### Written request 1
Answer these about the abstract on compute-and-forward relaying:
(a) What do the intermediate relays decode?
(b) How many transmitters and relays does the channel model that is considered have?
(c) What computational complexity does the proposed method have?

------------------------------------

A Low-Complexity Message Recovery Methodfor Compute-and-Forward Relaying

A Low-Complexity Message Recovery Method
for Compute-and-Forward Relaying

Amaro Barreal, Joonas Pääkkönen, David Karpuk, Camilla Hollanti, Olav Tirkkonen
Department of Mathematics and Systems Analysis, School of Science, Aalto University.
Department of Communications and Networking, School of Electrical Engineering, Aalto University.
{amaro.barreal, joonas.paakkonen, david.karpuk, camilla.hollanti, olav.tirkkonen}@aalto.fi

The Compute-and-Forward relaying strategy achieves high computation rates by decoding linear combinations of transmitted messages at intermediate relays. However, if the involved relays independently choose which combinations of the messages to decode, there is no guarantee that the overall system of linear equations is solvable at the destination. In this article it is shown that, for a Gaussian fading channel model with two transmitters and two relays, always choosing the combination that maximizes the computation rate often leads to a case where the original messages cannot be recovered. It is further shown that by limiting the relays to select from carefully designed sets of equations, a solvable system can be guaranteed while maintaining high computation rates. The proposed method has a constant computational complexity and requires no information exchange between the relays.

------------------------------------

### Written request 2
In the listing, change "perception module" to "vision system" in the lines starting at the one containing "As a warehouse robot's perception module, locate tan" and ending at the one containing "105,0,290,242". Leave everything else unchanged and return only those lines.

------------------------------------

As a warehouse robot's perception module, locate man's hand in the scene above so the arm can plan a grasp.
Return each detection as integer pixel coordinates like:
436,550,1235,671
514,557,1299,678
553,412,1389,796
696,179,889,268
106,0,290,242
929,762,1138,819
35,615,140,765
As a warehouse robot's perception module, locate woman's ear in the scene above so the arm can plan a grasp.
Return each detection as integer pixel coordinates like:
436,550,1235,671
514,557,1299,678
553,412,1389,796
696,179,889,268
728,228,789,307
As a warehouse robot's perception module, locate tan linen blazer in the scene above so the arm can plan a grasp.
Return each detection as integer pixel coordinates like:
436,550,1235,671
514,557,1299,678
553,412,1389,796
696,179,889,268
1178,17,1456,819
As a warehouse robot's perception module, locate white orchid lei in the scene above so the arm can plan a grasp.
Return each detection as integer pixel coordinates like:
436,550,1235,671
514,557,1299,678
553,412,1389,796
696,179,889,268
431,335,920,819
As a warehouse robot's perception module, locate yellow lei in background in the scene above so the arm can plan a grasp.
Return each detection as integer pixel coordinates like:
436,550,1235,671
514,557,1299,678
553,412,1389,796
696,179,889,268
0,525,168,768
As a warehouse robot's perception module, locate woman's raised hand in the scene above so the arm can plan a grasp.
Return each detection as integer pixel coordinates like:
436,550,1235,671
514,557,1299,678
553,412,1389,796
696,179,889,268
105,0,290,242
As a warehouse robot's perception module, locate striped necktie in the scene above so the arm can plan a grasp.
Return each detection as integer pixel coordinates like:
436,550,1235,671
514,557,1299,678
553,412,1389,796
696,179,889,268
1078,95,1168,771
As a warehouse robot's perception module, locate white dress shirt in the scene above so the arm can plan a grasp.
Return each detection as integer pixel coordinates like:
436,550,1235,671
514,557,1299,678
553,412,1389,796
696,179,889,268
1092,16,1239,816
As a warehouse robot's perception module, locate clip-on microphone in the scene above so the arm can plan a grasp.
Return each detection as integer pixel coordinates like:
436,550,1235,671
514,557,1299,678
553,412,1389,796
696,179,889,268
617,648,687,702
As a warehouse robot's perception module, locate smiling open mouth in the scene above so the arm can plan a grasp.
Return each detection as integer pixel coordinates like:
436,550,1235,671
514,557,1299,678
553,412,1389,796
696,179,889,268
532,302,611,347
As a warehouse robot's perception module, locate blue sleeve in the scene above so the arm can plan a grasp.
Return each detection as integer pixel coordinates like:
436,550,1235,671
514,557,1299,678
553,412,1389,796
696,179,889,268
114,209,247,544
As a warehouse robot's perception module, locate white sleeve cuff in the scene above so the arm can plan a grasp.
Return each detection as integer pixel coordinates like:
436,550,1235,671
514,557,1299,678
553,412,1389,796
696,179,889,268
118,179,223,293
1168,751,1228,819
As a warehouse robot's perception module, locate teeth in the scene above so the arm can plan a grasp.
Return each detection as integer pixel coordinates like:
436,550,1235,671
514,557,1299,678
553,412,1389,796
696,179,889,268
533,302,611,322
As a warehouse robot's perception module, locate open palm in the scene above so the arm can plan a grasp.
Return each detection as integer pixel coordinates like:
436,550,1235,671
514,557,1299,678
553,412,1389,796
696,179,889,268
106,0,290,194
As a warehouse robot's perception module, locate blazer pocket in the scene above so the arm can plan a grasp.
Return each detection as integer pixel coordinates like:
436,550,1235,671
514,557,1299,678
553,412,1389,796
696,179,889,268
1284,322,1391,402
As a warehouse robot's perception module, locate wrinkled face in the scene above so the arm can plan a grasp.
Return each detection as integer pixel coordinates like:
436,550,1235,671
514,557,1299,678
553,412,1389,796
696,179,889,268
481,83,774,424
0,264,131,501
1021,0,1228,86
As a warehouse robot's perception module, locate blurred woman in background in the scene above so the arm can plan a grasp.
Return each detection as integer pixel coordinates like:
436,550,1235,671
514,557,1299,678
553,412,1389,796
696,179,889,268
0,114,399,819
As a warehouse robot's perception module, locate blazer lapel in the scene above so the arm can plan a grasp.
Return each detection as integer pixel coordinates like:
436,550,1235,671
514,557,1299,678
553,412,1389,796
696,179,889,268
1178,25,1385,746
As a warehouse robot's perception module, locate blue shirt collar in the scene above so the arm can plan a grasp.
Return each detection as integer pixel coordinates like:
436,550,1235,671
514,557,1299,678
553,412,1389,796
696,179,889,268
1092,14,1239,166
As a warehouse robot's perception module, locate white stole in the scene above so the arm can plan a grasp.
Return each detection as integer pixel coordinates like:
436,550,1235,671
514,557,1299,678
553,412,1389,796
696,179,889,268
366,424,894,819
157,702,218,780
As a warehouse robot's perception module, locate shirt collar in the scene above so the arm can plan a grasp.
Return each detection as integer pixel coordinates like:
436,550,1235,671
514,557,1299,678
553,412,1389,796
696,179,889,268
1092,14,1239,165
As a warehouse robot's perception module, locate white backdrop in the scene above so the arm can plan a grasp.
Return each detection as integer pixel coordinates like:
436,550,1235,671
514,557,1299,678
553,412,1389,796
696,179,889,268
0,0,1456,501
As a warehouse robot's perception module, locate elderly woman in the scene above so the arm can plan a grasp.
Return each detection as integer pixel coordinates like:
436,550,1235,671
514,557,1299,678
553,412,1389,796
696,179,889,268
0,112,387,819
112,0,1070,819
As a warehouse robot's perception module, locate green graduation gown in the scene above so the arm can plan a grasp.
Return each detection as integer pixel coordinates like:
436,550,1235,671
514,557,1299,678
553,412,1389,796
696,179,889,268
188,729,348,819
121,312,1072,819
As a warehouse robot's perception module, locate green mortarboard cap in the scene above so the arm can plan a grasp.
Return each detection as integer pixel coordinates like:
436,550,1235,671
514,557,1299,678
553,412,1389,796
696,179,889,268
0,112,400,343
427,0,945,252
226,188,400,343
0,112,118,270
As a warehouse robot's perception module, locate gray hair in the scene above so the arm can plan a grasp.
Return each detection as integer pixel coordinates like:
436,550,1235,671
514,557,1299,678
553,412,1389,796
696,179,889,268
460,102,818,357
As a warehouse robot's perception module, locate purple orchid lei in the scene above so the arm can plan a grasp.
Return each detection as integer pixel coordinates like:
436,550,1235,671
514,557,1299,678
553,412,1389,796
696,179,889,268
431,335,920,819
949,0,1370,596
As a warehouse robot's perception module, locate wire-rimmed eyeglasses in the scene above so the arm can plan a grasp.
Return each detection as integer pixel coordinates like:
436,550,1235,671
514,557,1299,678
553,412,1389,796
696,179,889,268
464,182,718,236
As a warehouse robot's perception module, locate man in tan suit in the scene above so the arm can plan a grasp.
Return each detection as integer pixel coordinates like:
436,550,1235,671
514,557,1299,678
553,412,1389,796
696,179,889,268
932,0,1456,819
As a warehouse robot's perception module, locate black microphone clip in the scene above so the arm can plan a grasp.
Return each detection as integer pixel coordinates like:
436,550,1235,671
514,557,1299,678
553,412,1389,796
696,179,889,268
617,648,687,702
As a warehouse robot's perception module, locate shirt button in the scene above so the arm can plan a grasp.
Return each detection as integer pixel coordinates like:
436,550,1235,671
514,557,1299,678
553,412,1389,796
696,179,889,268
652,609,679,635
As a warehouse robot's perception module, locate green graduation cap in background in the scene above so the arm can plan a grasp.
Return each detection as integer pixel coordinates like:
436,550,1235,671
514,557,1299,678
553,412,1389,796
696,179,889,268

------------------------------------

### Full output 1
(a) Linear combinations of transmitted messages.
(b) Two transmitters and two relays.
(c) Constant computational complexity.

### Full output 2
As a warehouse robot's vision system, locate tan linen blazer in the scene above so the arm can plan a grasp.
Return each detection as integer pixel coordinates like:
436,550,1235,671
514,557,1299,678
553,412,1389,796
696,179,889,268
1178,17,1456,819
As a warehouse robot's vision system, locate white orchid lei in the scene above so the arm can plan a grasp.
Return each detection as integer pixel coordinates like:
436,550,1235,671
514,557,1299,678
553,412,1389,796
696,179,889,268
431,335,920,819
As a warehouse robot's vision system, locate yellow lei in background in the scene above so the arm can plan a grasp.
Return each detection as integer pixel coordinates like:
436,550,1235,671
514,557,1299,678
553,412,1389,796
696,179,889,268
0,525,168,768
As a warehouse robot's vision system, locate woman's raised hand in the scene above so the arm can plan a grasp.
Return each detection as integer pixel coordinates like:
436,550,1235,671
514,557,1299,678
553,412,1389,796
696,179,889,268
105,0,290,242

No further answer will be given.